— Assigned task A —
From the Miranda July interview, extract everything from "JULY: Yeah. And" down to "where I started.".
— Assigned task B —
Rewrite the paragraph of the Miranda July interview that begins "I thought the right time was now" as a shorter version that keeps its main facts.
— Assigned task C —
In the Miranda July interview, in which month will the Criterion Collection add Me and You and Everyone We Know to its library?

— Text —
────────

It is only one of a series of projects that will occupy July’s time in the first half of the year. In April, the Criterion Collection will add July’s debut feature, 2005’s Me and You and Everyone We Know, to its library, and Prestel will publish a hardcover book that serves as a retrospective of her career in film, fiction, performance, public art, commerce, and even a smartphone app.

Sitting for her first interview to discuss Kajillionaire, and the busy year ahead, July insists that there was “no grand plan” to this confluence of releases. Kajillionaire came together in record time, with Plan B and Annapurna committing to her script with little hesitation, holding the work on the other releases. In the end, she says, “it couldn’t be better how it’s all unfolded.”

DEADLINE: The book is hugely retrospective; why did now feel like the right moment to take a look back?

MIRANDA JULY: A few different publishers over the years, including when I was much too young for a book like this, would say, “Why don’t we do a book of all your work?” I always said no, because I thought one should do that when they’re like 45 or something. I wanted to have enough work so that I felt like this would explain something.

I thought the right time was now. I sold the book to Prestel well before I started shooting Kajillionaire, and I told them, “I will work as much as I can, and then I will stop and I’ll make this movie, and then I will finish it.” And I did immediately jump from the movie to getting all those texts and stuff for the book.

Miranda July
Miranda July

For me, the main thing about the book is that every single interview I’ve ever done has had this question about my multidisciplinary-ness, and I would never really have a great answer for it. And so the book, in a way, is an answer. Not that everyone can read it, but hopefully the biggest goal of it was to show how these things overlap and interconnect with each other. Because I think that’s mysterious, and it is my life’s work. At this point, I think people have stopped asking like, “So, which one are you going to choose? Are you going to settle down?”

DEADLINE: It’s an odd notion, isn’t it, that you have to graduate from one form of expression to another without ever going back? Like the door should close on everything else once you make a feature film. You’ve made three feature films in 15 years, which may not be very prolific for a feature filmmaker, but ‘prolific’ is probably an apt word to describe you as an artist.

JULY: Yeah. And something I try to put forth in this, is that, like many filmmakers, I was a high school student who wanted to be a director, and my path to it was self-made. The things that I learned along the way were too interesting to stop doing when my feature came out. So, I think hopefully that becomes clear, that in a way filmmaking is the thread for me, it’s certainly where I started.

For me, I have to continue doing my work in other fields. Since The Future came out, I wrote a novel, I did a pretty big performance, I opened a store… You know, it takes years to write a book, and then promote it and everything.

So, to me, that question, although it certainly makes sense, I just feel like as a multidisciplinary artist I’m on this other schedule. It’s been a while since The Future, but if anything, I’m kind of amazed that I made Kajillionaire so quickly. I mean, frankly, this movie is the first movie that I didn’t have to spend time getting financing. When I was done with the script, I was able to get working, and so it has all seemed rather efficient.

────────

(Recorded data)

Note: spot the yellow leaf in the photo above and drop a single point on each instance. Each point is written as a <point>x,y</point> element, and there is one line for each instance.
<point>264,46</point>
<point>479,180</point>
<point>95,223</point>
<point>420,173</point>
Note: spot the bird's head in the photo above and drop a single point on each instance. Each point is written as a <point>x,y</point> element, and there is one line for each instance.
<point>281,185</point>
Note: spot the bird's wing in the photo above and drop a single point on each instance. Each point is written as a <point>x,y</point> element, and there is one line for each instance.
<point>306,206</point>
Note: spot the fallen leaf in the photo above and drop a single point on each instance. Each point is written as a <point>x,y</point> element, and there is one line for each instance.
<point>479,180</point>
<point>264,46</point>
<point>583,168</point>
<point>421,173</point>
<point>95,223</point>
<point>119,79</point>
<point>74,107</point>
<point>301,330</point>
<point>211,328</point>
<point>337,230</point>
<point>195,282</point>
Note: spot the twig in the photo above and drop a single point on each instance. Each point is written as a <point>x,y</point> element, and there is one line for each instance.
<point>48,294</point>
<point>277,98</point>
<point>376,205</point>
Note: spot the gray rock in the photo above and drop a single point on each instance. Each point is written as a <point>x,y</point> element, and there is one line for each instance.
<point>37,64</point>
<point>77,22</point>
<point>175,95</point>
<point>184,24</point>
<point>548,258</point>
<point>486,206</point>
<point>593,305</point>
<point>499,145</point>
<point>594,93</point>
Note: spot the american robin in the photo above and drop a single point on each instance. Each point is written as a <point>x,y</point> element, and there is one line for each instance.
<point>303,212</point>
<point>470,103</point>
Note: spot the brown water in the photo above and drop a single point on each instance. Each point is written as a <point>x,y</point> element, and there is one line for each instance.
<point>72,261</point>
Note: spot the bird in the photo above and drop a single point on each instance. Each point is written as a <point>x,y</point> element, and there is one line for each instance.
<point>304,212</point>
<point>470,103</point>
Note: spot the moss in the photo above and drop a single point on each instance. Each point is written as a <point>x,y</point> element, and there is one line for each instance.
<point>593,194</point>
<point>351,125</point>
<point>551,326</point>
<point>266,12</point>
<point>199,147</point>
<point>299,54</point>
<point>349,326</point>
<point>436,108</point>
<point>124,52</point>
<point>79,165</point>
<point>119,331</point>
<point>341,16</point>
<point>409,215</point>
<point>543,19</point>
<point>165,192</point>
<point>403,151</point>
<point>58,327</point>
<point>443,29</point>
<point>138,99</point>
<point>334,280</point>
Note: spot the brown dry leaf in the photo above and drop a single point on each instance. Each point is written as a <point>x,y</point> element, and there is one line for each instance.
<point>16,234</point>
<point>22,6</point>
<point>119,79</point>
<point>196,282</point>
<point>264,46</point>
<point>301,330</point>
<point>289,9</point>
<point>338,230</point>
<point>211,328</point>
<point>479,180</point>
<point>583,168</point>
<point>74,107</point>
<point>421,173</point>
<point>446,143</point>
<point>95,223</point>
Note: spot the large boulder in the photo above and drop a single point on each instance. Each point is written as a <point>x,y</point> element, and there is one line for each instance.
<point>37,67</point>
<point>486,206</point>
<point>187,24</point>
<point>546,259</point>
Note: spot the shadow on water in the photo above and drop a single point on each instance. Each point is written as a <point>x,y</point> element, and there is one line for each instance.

────────

— Output A —
JULY: Yeah. And something I try to put forth in this, is that, like many filmmakers, I was a high school student who wanted to be a director, and my path to it was self-made. The things that I learned along the way were too interesting to stop doing when my feature came out. So, I think hopefully that becomes clear, that in a way filmmaking is the thread for me, it’s certainly where I started.

— Output B —
July felt the time was right for the book. She sold it to Prestel well before she began shooting Kajillionaire and told the publisher she would work on it, pause to make the movie, and then finish it. She went straight from the movie to gathering the texts for the book.

— Output C —
April.